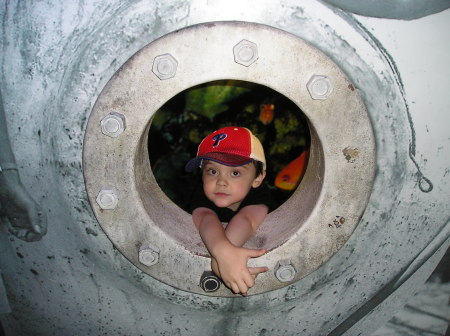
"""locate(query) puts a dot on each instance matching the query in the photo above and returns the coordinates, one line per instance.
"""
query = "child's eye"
(212, 171)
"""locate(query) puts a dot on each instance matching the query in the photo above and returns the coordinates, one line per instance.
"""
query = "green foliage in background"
(179, 126)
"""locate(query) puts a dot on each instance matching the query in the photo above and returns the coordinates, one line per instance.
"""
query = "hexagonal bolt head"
(285, 271)
(209, 282)
(245, 52)
(319, 87)
(113, 124)
(164, 66)
(148, 255)
(107, 198)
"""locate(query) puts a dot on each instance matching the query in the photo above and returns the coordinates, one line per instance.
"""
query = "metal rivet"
(107, 198)
(113, 124)
(285, 271)
(165, 66)
(319, 87)
(148, 255)
(245, 52)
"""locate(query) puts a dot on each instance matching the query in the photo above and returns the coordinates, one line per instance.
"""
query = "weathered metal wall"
(57, 57)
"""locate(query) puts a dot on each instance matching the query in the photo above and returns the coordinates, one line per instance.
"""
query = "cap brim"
(222, 158)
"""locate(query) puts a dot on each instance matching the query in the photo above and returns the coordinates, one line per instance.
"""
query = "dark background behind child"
(180, 125)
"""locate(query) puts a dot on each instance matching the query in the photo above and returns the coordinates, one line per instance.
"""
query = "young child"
(233, 167)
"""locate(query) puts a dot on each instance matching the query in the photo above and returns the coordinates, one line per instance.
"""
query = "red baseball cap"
(231, 146)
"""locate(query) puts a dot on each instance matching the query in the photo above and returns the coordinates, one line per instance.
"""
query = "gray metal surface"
(56, 59)
(304, 228)
(392, 9)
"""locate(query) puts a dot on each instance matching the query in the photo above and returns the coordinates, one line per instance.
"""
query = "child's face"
(227, 186)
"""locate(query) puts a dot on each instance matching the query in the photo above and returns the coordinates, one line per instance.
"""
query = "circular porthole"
(158, 236)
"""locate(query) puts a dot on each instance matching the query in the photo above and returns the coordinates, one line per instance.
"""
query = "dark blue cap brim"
(238, 161)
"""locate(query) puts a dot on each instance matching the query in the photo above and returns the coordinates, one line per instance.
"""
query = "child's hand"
(231, 265)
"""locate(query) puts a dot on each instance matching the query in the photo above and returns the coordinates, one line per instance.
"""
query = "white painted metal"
(56, 58)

•••••

The exercise: Print the whole listing above once more, word for word, without its pictures.

Result for this task:
"""locate(query) puts a dot on each instance matching the query in the photo above and returns the coordinates, one line per instance.
"""
query = "child's eye"
(212, 171)
"""locate(query) puts a dot on each instance matching the query in the photo above and returns the coordinates, one line per instance.
"""
query = "green foliage in background"
(179, 126)
"""locate(query) puts a dot on each instance matching the query in the photo above and returns the coordinates, one line per instance.
"""
query = "hexagonal bolt head"
(285, 271)
(209, 282)
(245, 52)
(319, 87)
(113, 124)
(164, 66)
(148, 255)
(107, 198)
"""locate(query) puts a dot on each instance matching the query in the photo above and returns the coordinates, one line per instance.
"""
query = "metal rivet"
(107, 198)
(113, 124)
(285, 271)
(165, 66)
(319, 87)
(148, 255)
(245, 52)
"""locate(query) puts a dot on each instance matching the query in the photo above and returns the coordinates, one line per instance.
"""
query = "weathered metal wall"
(57, 57)
"""locate(query) puts a dot on each instance matching the query in the photo above and returns the coordinates, one line per instance.
"""
query = "cap brim"
(222, 158)
"""locate(query) puts a dot on each instance matching the query in the photo above and returns the coordinates, one line per instance.
"""
query = "dark background behind child"
(180, 125)
"""locate(query) puts a dot on each instance matching the query in the photo above and returns the coordinates, one line per instance.
"""
query = "young child"
(233, 167)
"""locate(query) puts a dot on each instance matching the query in the photo above and returns the coordinates, one line per instance.
"""
query = "red baseball cap"
(231, 146)
"""locate(query) puts a dot on each instance matching the query in the photo above and returns the coordinates, one line per instance.
"""
query = "gray metal surface"
(56, 59)
(304, 228)
(392, 9)
"""locate(query) puts a dot on each instance matching the query in the photo above and returns the coordinates, one line per instance.
"""
query = "child's face"
(227, 186)
"""locate(query) puts a dot on each instance matching the query in the photo above and returns the coordinates, one line per instance.
"""
query = "circular porthole"
(158, 236)
"""locate(query) puts a dot on each instance matching the query in the photo above and returns the coordinates, one line per instance.
"""
query = "dark blue cap brim"
(238, 161)
"""locate(query) puts a dot on each instance matching the query in the photo above and returns the coordinates, one line per instance.
"""
query = "child's hand"
(231, 265)
"""locate(query) puts a dot on each instance matching the query in the photo above and returns the coordinates, one line per instance.
"""
query = "white painted metal"
(56, 58)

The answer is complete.